* **THE PROBLEM**:
Could you repeat the data word for word while skipping the pictures?

* **STUDY MATERIAL**:
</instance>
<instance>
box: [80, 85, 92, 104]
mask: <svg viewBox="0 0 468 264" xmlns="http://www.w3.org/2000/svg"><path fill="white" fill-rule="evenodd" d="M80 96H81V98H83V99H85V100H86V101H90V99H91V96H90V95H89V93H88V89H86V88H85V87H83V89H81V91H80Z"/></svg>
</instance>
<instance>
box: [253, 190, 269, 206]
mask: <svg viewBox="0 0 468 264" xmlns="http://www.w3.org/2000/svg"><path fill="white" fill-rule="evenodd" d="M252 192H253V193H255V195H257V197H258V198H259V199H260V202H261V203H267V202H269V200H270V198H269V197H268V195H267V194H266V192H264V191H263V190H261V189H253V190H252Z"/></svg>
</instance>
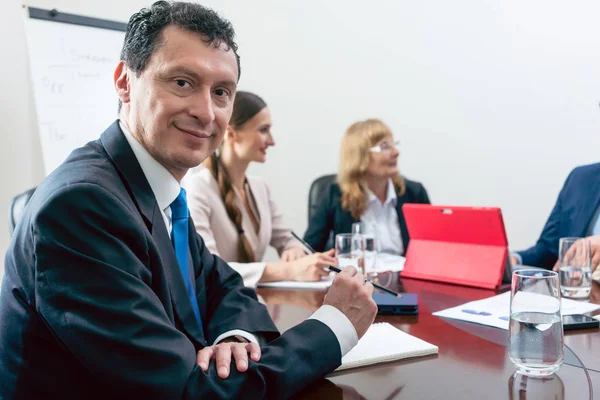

* **TASK OUTPUT**:
</instance>
<instance>
box: [80, 85, 92, 104]
mask: <svg viewBox="0 0 468 264" xmlns="http://www.w3.org/2000/svg"><path fill="white" fill-rule="evenodd" d="M80 96H81V98H83V99H85V100H86V101H90V99H91V96H90V95H89V93H88V89H86V88H85V87H83V89H81V91H80Z"/></svg>
</instance>
<instance>
box: [253, 190, 269, 206]
mask: <svg viewBox="0 0 468 264" xmlns="http://www.w3.org/2000/svg"><path fill="white" fill-rule="evenodd" d="M252 192H253V193H255V195H257V197H258V198H259V199H260V202H261V203H267V202H269V200H270V198H269V197H268V195H267V194H266V192H264V191H263V190H261V189H253V190H252Z"/></svg>
</instance>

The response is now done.